REQUIREMENTS. Reproduce word for word the part of the material that begins with the line containing "Point out the white brick" and ends with the line containing "x=68, y=344", both of those lines included.

Location labeling records.
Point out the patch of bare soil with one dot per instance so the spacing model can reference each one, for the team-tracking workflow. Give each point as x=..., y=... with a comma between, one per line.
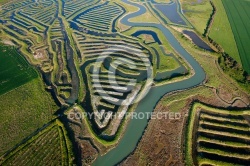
x=163, y=141
x=8, y=42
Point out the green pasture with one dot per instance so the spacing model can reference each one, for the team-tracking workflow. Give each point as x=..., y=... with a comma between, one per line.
x=238, y=14
x=14, y=69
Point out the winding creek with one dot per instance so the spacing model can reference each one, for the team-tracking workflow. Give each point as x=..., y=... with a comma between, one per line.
x=136, y=127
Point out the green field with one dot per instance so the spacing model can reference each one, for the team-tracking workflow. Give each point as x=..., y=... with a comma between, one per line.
x=47, y=147
x=14, y=69
x=221, y=32
x=23, y=111
x=238, y=14
x=217, y=136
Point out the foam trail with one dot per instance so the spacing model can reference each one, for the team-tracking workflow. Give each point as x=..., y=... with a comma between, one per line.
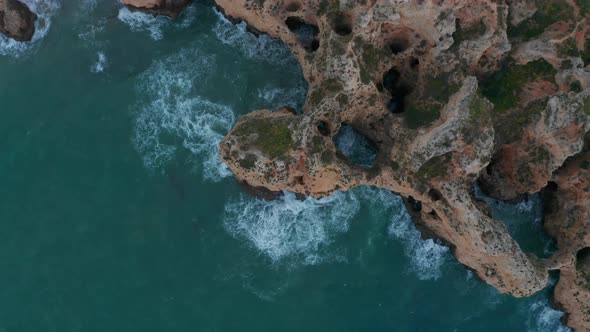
x=171, y=108
x=138, y=22
x=543, y=318
x=45, y=9
x=261, y=48
x=290, y=228
x=155, y=25
x=100, y=64
x=426, y=256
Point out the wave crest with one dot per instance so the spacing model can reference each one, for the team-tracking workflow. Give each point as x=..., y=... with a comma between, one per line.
x=291, y=228
x=427, y=257
x=172, y=109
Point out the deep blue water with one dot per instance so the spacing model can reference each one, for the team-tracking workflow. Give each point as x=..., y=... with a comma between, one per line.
x=117, y=215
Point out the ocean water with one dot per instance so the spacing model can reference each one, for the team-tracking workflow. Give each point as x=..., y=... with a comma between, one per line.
x=117, y=214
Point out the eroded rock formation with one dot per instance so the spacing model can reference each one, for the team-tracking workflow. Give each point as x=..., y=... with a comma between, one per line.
x=17, y=21
x=447, y=93
x=567, y=219
x=169, y=8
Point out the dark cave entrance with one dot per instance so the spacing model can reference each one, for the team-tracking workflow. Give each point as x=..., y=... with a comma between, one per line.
x=355, y=146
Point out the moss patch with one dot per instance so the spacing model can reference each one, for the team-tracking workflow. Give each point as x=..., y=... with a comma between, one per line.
x=328, y=87
x=468, y=32
x=504, y=86
x=421, y=113
x=249, y=162
x=273, y=138
x=568, y=48
x=371, y=58
x=435, y=167
x=548, y=13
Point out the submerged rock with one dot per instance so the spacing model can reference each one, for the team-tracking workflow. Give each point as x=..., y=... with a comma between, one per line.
x=169, y=8
x=17, y=21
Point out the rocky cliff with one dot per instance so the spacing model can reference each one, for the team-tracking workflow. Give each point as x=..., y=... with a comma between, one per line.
x=17, y=21
x=426, y=98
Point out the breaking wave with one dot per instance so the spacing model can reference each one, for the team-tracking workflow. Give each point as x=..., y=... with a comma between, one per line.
x=263, y=47
x=45, y=9
x=171, y=108
x=543, y=318
x=101, y=63
x=291, y=228
x=426, y=256
x=155, y=26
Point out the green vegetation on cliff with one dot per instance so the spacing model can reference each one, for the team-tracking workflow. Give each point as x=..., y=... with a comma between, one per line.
x=273, y=137
x=548, y=12
x=503, y=87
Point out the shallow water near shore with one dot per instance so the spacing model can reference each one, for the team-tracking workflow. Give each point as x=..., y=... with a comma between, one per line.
x=117, y=214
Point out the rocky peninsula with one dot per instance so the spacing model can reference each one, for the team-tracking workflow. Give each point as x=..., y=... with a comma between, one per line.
x=17, y=21
x=442, y=96
x=446, y=94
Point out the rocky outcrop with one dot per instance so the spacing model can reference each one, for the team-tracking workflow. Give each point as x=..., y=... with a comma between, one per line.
x=567, y=220
x=17, y=21
x=169, y=8
x=447, y=93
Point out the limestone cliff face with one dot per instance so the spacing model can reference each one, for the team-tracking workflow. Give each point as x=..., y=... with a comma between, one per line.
x=567, y=219
x=17, y=21
x=444, y=93
x=158, y=7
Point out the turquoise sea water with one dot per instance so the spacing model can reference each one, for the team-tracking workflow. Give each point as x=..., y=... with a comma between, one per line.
x=117, y=215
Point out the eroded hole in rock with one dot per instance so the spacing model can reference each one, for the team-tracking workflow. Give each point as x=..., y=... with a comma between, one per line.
x=552, y=186
x=583, y=261
x=434, y=194
x=323, y=128
x=293, y=6
x=398, y=45
x=355, y=146
x=307, y=33
x=342, y=25
x=398, y=91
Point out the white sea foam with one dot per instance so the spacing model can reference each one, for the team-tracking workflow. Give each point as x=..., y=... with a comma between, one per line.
x=171, y=108
x=45, y=9
x=426, y=256
x=155, y=25
x=87, y=6
x=543, y=318
x=139, y=22
x=100, y=64
x=290, y=228
x=262, y=48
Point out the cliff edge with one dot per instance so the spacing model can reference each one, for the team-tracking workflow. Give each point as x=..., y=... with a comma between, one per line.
x=427, y=98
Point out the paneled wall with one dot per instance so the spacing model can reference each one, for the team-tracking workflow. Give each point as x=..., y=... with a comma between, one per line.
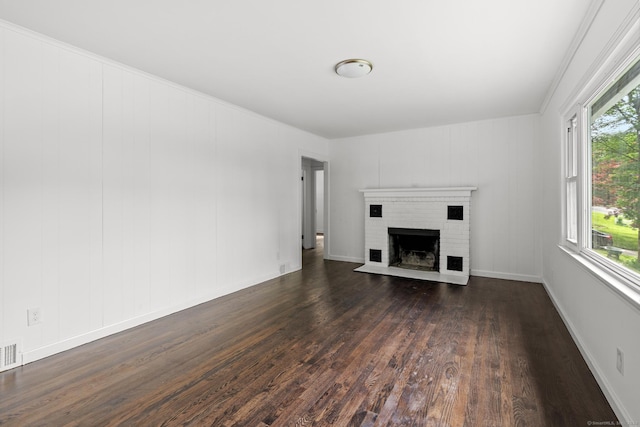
x=125, y=197
x=497, y=156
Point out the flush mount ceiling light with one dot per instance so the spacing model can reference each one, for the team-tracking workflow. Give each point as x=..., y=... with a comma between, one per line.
x=353, y=68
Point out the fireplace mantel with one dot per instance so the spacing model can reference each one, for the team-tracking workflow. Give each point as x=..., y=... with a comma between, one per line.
x=446, y=209
x=419, y=192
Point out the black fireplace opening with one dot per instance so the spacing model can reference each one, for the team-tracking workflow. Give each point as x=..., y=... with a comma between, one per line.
x=415, y=249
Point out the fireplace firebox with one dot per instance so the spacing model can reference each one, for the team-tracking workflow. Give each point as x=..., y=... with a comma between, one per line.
x=415, y=249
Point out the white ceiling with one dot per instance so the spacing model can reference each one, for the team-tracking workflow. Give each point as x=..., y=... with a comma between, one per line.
x=435, y=61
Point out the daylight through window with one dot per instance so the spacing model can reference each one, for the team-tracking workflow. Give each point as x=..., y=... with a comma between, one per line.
x=614, y=131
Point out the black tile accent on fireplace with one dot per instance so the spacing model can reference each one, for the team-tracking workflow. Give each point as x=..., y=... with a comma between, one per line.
x=454, y=263
x=455, y=213
x=375, y=211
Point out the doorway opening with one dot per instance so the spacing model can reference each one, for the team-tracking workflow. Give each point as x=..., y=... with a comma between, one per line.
x=314, y=206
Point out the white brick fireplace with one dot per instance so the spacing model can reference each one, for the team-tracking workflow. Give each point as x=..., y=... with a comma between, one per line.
x=435, y=222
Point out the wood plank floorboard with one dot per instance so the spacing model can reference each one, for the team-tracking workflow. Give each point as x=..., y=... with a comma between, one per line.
x=325, y=346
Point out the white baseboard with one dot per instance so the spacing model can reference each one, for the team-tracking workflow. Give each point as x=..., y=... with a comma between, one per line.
x=623, y=415
x=68, y=344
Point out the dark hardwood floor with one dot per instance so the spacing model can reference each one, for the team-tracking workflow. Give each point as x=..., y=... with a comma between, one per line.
x=325, y=346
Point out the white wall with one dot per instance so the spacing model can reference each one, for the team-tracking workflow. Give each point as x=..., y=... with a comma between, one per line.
x=497, y=156
x=125, y=197
x=599, y=319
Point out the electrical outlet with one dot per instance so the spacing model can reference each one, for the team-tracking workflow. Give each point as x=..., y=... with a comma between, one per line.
x=620, y=361
x=34, y=316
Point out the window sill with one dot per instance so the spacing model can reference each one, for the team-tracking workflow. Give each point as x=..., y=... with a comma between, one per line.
x=618, y=284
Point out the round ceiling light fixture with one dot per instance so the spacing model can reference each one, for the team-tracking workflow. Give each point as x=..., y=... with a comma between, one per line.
x=353, y=68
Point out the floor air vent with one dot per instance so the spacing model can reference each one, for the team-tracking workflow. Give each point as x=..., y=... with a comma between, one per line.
x=9, y=356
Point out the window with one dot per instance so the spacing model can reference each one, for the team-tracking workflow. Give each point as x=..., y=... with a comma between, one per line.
x=571, y=176
x=602, y=176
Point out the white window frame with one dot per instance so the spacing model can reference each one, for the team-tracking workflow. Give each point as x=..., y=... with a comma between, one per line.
x=623, y=280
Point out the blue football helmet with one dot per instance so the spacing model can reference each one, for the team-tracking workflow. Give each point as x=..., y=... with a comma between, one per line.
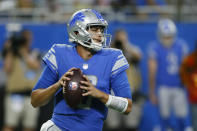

WRITTEN REPLY.
Point out the white brick fireplace with one dot per instance so the spacing model can reference each one, for the team-tracking workflow. Give each point as x=..., y=... with a comma between, one per line.
x=435, y=222
Point out the wood plank floorboard with one dot per instance so the spacing model can reference each one, for the team-tracking workflow. Give each point as x=..., y=... with a comma between, one per line.
x=325, y=346
Point out the white baseboard with one dot per instance so the spacing model can reference each one, for the team-tracking workflow. Give each point as x=..., y=... with a comma between, one per line.
x=623, y=415
x=68, y=344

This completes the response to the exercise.